> **Text**
= = = =

Don't Hold Back Waiting For The Breeding Season -- Hunt Now!

The author photographed this buck passing his stand because he was in an "earn a buck" area and hadn't shot his qualifying doe yet. After shooting his doe, he didn't hunt soon enough to take the bruiser before another hunter did.

At first light a group of five bachelor bucks appeared along the skyline on the adjacent ridge nonchalantly browsing for acorns beneath a couple of large white oaks. I brought up the binoculars for a closer look. The biggest in the bunch was a main frame 10 with split brows and forked G2s. I'd seen him once before in early September. The second largest was an 11 pointer and not a slouch by any means. The others were two-and-a-half-year-olds that needed at least another year of growing. Within minutes they had wandered from sight.

About 8 a.m. a bit of movement drew my attention toward a large buck standing in the sunlight on the ridge below. I recognized him as being the 11-point seen earlier.

The area I was hunting was public ground, but it was also a special unit that was on a draw. Legally hunting a buck, meant first harvesting a doe. Considering it was opening day, I hadn't so much as seen a doe yet, so you can only imagine how I was feeling right about then. To add insult to injury, the buck slowly moseyed up the ridge and stopped to work over a scrape within 15 yards of the stand. After five minutes of temptation, he finally continued on.

= = = =

> **Exercise brief**
Please reproduce the hunting article's passage between "At first light" and "11-point seen earlier.", inclusive.

= = = =

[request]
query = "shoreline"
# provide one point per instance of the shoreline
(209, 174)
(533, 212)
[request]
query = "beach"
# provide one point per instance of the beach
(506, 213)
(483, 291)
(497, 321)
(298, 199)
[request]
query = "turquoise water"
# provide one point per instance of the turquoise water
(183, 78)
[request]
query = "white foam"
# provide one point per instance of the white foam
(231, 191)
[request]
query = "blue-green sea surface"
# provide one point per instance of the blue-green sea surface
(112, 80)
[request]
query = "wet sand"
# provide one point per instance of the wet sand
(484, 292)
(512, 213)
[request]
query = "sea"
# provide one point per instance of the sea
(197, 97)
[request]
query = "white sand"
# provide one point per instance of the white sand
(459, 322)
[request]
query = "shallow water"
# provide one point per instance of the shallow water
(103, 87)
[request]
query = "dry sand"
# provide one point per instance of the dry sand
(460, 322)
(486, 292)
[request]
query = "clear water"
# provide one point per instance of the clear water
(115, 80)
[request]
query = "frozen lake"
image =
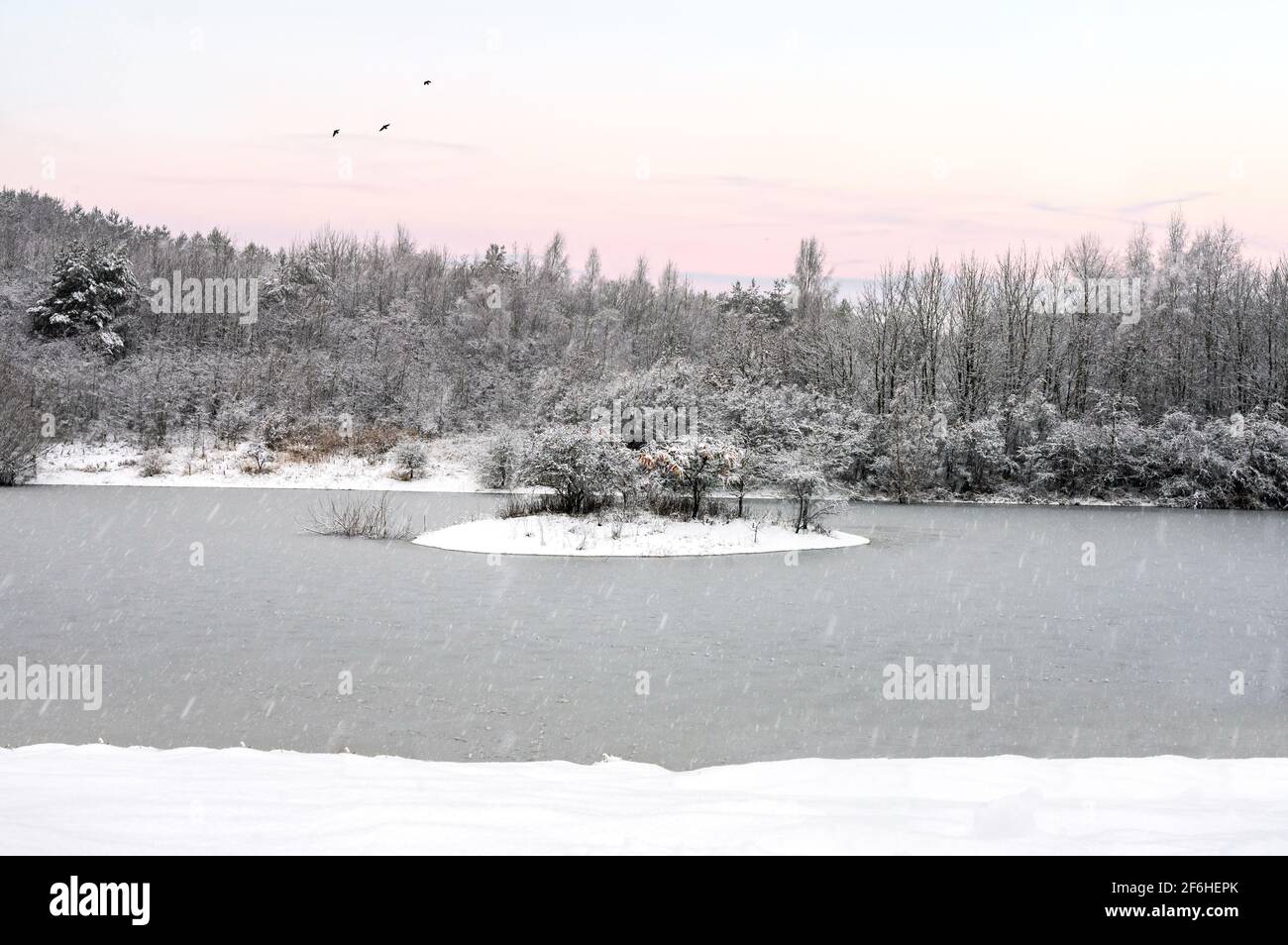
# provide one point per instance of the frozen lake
(748, 658)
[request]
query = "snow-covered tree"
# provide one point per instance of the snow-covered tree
(692, 467)
(90, 286)
(579, 468)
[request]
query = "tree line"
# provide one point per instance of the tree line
(902, 387)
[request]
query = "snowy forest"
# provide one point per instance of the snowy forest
(940, 378)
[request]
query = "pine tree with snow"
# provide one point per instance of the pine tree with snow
(90, 284)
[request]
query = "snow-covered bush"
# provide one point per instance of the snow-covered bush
(806, 489)
(580, 469)
(411, 459)
(974, 456)
(153, 464)
(257, 459)
(233, 421)
(501, 461)
(691, 467)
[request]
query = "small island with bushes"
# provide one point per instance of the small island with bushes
(600, 497)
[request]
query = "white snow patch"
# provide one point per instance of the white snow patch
(451, 464)
(645, 536)
(102, 799)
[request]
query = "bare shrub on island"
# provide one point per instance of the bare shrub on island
(359, 518)
(584, 472)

= = = =

> **Output for this exercise**
At first light a group of five bachelor bucks appeared along the skyline on the adjacent ridge nonchalantly browsing for acorns beneath a couple of large white oaks. I brought up the binoculars for a closer look. The biggest in the bunch was a main frame 10 with split brows and forked G2s. I'd seen him once before in early September. The second largest was an 11 pointer and not a slouch by any means. The others were two-and-a-half-year-olds that needed at least another year of growing. Within minutes they had wandered from sight.

About 8 a.m. a bit of movement drew my attention toward a large buck standing in the sunlight on the ridge below. I recognized him as being the 11-point seen earlier.